→ **AIM OF THE EXERCISE**: Rewrite the items starting with the line that contains "Locate the peeled" and going on through the line that contains "x=957 y=401", requests included. Multiply every coordinate in the answers by 1.85 and round each to a whole number, with halves rounded up.

Position annotation records:

* * * *

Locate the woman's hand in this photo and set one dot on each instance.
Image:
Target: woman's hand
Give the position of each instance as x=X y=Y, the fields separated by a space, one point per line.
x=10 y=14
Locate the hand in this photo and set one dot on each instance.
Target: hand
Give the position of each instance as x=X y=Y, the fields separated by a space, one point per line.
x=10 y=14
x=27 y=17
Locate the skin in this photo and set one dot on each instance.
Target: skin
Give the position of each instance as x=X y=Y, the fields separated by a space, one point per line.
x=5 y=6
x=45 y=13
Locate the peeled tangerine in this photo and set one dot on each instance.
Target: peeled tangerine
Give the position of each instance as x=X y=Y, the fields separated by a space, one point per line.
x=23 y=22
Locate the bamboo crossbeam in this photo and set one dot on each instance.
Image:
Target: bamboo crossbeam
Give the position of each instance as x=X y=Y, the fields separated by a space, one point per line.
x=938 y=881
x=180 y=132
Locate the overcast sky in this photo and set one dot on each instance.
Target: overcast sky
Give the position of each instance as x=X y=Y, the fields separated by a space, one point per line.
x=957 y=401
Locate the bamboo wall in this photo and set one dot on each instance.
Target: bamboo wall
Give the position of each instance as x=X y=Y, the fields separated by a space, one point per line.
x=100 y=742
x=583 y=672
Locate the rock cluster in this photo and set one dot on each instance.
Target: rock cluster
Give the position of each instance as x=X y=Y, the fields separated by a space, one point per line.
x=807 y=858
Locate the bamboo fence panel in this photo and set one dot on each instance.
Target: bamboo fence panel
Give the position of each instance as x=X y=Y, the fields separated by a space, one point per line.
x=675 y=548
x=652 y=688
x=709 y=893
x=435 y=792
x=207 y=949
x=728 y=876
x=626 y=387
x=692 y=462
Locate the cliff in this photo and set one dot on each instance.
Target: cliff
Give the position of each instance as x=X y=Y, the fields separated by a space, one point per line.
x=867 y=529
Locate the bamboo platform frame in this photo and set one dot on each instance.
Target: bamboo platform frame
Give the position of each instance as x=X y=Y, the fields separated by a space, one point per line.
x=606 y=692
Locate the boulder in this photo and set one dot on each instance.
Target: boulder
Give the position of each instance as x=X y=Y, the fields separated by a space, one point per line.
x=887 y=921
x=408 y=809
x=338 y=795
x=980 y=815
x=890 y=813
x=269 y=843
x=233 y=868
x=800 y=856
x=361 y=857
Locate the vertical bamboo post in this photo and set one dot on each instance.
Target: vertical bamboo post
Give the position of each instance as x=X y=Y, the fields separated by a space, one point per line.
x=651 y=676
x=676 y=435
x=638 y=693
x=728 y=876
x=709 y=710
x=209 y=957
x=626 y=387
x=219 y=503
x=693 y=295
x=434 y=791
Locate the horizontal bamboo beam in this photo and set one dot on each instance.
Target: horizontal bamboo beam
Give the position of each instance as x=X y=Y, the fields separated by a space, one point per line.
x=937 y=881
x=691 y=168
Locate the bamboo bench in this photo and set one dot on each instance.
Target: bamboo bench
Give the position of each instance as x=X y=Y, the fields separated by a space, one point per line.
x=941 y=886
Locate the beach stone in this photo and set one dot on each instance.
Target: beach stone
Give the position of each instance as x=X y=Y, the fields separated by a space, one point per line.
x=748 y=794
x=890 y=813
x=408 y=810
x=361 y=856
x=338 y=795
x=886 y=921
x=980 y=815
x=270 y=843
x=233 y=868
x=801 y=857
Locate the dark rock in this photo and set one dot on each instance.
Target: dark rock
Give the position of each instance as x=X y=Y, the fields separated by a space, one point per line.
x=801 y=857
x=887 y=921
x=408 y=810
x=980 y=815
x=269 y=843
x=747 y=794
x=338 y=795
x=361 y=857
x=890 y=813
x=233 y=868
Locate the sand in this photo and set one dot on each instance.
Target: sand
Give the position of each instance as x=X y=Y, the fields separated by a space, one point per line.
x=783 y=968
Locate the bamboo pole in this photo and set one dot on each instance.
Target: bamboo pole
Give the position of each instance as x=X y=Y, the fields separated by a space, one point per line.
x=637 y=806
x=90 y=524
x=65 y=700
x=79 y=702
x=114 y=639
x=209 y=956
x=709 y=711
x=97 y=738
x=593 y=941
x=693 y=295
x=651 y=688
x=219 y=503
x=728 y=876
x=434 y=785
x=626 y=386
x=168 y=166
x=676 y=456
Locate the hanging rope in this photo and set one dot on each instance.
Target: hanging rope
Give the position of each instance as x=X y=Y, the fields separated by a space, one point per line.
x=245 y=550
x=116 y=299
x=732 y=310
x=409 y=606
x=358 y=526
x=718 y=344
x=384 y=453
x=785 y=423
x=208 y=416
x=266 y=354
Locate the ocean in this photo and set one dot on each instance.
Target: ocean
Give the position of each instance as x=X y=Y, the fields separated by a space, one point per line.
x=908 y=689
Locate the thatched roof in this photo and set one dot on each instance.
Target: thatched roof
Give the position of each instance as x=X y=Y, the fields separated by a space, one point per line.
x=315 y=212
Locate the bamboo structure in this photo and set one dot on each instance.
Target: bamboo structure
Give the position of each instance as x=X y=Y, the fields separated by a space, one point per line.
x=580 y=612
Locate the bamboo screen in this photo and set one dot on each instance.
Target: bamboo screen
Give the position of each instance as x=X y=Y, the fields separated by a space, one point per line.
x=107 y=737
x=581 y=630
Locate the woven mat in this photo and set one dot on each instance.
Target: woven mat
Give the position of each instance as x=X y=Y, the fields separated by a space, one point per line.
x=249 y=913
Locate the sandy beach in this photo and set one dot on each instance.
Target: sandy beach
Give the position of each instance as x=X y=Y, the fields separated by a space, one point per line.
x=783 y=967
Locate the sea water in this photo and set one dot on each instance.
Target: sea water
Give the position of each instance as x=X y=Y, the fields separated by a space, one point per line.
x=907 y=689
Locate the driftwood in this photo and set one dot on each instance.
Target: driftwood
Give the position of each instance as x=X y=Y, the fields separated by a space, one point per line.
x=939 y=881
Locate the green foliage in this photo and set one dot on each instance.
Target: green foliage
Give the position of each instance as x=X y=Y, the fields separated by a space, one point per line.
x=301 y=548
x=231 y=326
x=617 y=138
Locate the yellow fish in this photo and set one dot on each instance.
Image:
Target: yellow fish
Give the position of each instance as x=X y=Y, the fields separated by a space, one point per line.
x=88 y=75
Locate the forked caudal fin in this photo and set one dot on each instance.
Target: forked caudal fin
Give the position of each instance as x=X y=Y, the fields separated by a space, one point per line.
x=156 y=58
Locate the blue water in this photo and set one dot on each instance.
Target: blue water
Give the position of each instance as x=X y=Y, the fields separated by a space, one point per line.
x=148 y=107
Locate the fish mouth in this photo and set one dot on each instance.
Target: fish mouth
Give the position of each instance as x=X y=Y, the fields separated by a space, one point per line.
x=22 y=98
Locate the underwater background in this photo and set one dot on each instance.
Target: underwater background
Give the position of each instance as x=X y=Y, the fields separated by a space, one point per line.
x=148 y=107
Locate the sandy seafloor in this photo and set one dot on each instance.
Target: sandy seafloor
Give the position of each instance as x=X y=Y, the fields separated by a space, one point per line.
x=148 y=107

* * * *

→ **CORRECT ANSWER**:
Locate the peeled tangerine in this photo and set one dot on each instance.
Target: peeled tangerine
Give the position of each instance as x=X y=Y, the fields separated by a space, one point per line.
x=43 y=41
Locate the bamboo crossbeam in this photo and set one dot on each instance.
Image:
Target: bamboo crossbeam
Give the position of each instance as x=X y=Y, the fields separated by a space, one point per line.
x=1735 y=1630
x=333 y=244
Locate the overcast sky in this photo and set one dot on each instance.
Target: overcast sky
Give the position of each instance as x=X y=Y, the fields separated by a space, one point per line.
x=1770 y=742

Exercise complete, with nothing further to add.